* **INFORMATION PROVIDED**:
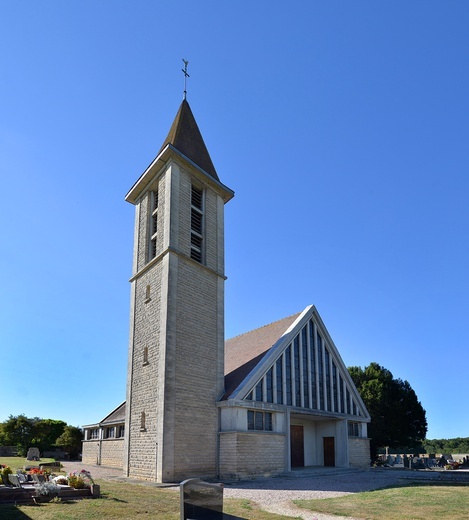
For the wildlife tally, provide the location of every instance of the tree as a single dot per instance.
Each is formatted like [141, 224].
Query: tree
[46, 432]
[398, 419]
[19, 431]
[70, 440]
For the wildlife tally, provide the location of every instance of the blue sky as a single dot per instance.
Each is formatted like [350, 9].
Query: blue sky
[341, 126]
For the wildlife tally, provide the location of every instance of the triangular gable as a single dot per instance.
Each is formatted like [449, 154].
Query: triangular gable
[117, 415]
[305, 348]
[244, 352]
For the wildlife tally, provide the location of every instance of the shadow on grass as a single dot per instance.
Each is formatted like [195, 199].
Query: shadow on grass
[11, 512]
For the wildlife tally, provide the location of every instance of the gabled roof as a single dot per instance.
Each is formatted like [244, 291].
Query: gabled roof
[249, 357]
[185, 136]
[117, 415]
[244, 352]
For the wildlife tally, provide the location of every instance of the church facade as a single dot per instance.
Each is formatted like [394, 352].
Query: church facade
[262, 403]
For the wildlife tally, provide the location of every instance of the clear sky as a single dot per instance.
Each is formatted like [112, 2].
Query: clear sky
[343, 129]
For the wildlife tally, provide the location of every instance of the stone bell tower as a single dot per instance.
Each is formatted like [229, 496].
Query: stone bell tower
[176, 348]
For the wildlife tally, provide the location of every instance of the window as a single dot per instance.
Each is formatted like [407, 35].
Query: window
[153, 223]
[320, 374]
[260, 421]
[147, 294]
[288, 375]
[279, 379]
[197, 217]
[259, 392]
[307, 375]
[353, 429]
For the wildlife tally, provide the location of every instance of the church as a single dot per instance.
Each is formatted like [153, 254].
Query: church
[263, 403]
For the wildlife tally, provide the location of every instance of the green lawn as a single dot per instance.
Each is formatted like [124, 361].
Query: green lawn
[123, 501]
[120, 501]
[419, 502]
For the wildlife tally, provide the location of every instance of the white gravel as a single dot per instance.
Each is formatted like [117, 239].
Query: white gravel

* **WHAT YOU WILL DO**:
Where the data contains images, drop them and print the rest exactly.

* **TASK SOLUTION**:
For the wildlife tally, provide the location of every instance of the tree as a single dot per instance.
Each is formatted like [141, 224].
Query: tree
[46, 432]
[398, 419]
[19, 431]
[70, 440]
For the wildlife tally, provide the location of every instance of the blue sky as a single dot per instance.
Each is formatted like [350, 9].
Query: blue sky
[341, 126]
For the wildlife tally, provide the location of every instance of the triangular gable as a single dot per instance.
Each is formatted like [449, 154].
Query: triangular gable
[117, 415]
[305, 348]
[244, 352]
For the wildlife tally, provide the location of every instance of the shadow on grass as a single dot per instance.
Each is formatted like [195, 199].
Query: shadow on grass
[11, 512]
For the wildlife tally, provide the location of every instance of the gabled roof as a single dot per instance.
Each is formatted like [244, 291].
Query: gabled roof
[249, 357]
[185, 136]
[117, 415]
[244, 352]
For the wildlife tally, provide the location of every instance of the church facade as a single dot per instance.
Each is formatted like [394, 352].
Query: church facade
[262, 403]
For the wildlife tally, provide the location of every instance of the clear sky as a single dot per instance.
Each is formatted like [112, 2].
Query: clear sky
[343, 129]
For the wildlife tally, provide the location of every instance of the stone bell tower as a single dot per instance.
Each is formatted like [229, 496].
Query: stone bell tower
[176, 348]
For the wildlife tally, provide the location of every instance of the window as a single dot per instance.
Each is formatted like [407, 35].
Query: window
[153, 223]
[320, 374]
[260, 421]
[147, 294]
[288, 375]
[279, 379]
[197, 217]
[259, 392]
[307, 375]
[353, 429]
For the wildlife tally, provide the location of every instance of the church as a single dot per instance.
Each is formatted like [153, 254].
Query: church
[263, 403]
For the wildlife tally, provide the location of every instance of the green lawn as a single dot per instance.
Each is formatted like [124, 361].
Query: green lawn
[123, 501]
[120, 501]
[419, 502]
For the wildlife tally, provide the location of every instance of the white gravel as a single dot per instance.
Each is formatted like [117, 239].
Query: white gravel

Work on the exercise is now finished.